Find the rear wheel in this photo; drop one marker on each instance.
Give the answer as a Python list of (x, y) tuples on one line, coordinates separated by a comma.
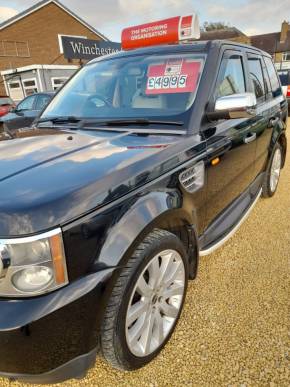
[(273, 172), (146, 302)]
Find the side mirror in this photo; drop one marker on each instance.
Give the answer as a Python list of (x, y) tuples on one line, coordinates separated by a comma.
[(234, 106)]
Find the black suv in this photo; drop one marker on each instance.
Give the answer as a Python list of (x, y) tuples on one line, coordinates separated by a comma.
[(144, 161)]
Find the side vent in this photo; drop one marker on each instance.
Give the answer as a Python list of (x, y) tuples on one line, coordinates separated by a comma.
[(192, 179)]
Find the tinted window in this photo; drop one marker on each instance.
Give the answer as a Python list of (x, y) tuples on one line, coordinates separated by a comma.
[(232, 81), (256, 77), (42, 101), (27, 103), (274, 81)]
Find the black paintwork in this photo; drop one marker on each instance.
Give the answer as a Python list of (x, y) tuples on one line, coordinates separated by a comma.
[(18, 118), (108, 188)]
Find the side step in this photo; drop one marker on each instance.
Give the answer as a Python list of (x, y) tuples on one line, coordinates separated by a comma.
[(210, 249)]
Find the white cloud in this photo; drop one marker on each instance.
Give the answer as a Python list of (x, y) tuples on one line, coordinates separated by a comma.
[(6, 13), (258, 16)]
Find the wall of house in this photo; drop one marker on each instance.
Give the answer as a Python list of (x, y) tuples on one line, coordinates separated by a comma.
[(40, 29)]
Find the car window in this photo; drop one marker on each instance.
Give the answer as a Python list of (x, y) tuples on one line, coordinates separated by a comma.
[(5, 101), (27, 103), (256, 77), (274, 80), (232, 80), (284, 79), (134, 86), (42, 101)]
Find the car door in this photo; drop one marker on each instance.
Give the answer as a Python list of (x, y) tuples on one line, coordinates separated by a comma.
[(267, 111), (23, 115), (230, 144)]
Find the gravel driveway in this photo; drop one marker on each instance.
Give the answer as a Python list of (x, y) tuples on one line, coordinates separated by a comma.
[(233, 330)]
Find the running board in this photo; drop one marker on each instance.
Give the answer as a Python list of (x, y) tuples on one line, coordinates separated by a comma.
[(218, 244)]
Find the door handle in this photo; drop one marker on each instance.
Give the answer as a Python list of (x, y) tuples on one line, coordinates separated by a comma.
[(251, 137), (273, 122)]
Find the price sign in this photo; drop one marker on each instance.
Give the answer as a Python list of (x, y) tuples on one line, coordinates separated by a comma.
[(175, 76)]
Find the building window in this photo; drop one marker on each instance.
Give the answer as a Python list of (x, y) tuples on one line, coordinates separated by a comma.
[(58, 82), (14, 48), (15, 90), (286, 56), (30, 86)]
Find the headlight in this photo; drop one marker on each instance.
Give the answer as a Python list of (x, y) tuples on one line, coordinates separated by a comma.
[(33, 265)]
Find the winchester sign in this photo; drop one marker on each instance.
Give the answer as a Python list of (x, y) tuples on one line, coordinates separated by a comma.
[(78, 48)]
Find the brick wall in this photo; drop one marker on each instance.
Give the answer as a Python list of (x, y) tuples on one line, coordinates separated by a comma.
[(40, 29)]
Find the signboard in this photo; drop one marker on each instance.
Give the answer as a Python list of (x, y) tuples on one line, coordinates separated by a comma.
[(165, 31), (79, 48)]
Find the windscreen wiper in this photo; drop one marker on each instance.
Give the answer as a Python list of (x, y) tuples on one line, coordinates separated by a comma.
[(59, 120), (126, 122)]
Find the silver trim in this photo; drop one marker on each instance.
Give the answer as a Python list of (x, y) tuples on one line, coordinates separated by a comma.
[(29, 239), (210, 250)]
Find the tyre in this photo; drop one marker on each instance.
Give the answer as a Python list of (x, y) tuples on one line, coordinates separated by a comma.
[(146, 302), (272, 176)]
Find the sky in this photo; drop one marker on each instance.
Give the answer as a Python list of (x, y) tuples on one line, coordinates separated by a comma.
[(110, 16)]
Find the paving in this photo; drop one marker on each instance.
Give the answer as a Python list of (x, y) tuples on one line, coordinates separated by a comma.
[(234, 330)]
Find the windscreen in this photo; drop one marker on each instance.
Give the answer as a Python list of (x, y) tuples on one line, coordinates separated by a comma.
[(284, 77), (5, 101), (133, 86)]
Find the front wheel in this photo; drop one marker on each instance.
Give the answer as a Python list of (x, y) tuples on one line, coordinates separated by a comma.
[(273, 172), (146, 302)]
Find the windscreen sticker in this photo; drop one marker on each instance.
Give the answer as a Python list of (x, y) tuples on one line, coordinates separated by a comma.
[(175, 76)]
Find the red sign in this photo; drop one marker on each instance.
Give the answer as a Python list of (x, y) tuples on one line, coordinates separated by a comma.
[(176, 76), (162, 32)]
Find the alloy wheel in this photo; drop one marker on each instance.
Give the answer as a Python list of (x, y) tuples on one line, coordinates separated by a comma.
[(155, 303)]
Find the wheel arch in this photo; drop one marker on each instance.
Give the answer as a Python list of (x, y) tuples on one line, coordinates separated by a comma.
[(160, 209)]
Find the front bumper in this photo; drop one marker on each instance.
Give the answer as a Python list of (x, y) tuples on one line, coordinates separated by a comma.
[(52, 338)]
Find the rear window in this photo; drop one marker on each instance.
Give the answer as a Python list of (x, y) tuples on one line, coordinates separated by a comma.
[(5, 101)]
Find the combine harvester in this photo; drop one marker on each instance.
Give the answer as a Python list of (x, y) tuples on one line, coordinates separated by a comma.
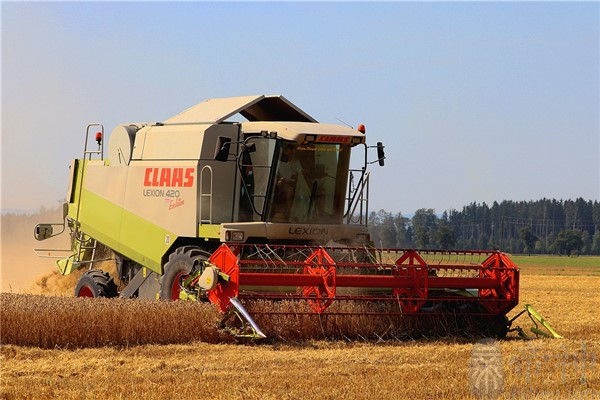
[(255, 215)]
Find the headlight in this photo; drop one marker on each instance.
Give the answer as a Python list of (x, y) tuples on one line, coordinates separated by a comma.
[(234, 236)]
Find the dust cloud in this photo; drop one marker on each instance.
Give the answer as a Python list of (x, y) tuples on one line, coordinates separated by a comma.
[(21, 270)]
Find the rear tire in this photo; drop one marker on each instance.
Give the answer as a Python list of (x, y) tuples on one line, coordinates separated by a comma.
[(181, 262), (96, 283)]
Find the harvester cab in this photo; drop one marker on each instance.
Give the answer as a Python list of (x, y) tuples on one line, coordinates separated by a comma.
[(201, 208)]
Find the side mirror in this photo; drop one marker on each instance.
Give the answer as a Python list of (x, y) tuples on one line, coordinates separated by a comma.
[(380, 154), (43, 231), (65, 210), (222, 148)]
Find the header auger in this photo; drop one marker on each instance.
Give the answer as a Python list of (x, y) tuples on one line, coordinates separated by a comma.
[(263, 218)]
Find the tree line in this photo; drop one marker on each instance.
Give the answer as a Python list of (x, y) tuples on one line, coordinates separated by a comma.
[(535, 227)]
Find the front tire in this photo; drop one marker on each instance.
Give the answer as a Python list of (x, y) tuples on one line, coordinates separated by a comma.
[(181, 262), (96, 283)]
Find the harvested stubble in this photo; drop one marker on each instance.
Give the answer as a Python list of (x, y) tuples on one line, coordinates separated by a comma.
[(48, 322)]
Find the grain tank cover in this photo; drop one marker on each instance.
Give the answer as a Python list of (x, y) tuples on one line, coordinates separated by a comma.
[(253, 108)]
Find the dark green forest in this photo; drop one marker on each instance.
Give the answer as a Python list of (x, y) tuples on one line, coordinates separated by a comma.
[(568, 227)]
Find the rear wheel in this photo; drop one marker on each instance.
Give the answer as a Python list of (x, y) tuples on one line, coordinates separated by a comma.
[(96, 283), (181, 262)]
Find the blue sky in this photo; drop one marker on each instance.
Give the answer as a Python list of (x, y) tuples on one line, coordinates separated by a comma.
[(474, 101)]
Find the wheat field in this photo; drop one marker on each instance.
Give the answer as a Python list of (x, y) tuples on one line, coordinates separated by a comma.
[(209, 366)]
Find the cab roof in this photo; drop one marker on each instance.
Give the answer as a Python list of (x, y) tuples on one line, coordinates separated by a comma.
[(253, 108)]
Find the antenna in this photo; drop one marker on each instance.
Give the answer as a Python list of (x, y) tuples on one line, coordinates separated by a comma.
[(345, 123)]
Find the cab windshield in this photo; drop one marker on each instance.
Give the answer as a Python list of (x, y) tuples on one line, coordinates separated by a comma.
[(309, 183)]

- - - -

Problem
When you reach the line in the material above that holds "Find the white", begin reproducing lines exactly, and stop after the line that holds "Find the car window".

Exercise output
Find the white cloud in this photo; drop one marker on each instance.
Give the answer as a Python list of (x, y) tuples on one line, coordinates separated by a comma.
[(6, 13), (258, 16)]
Find the wall of house in this photo; drop one marker on each instance.
Give the answer as a Python list of (x, y) tuples on one line, coordinates separated by a comma.
[(40, 29)]
Find the car window in this photo; drop one marker on each instance.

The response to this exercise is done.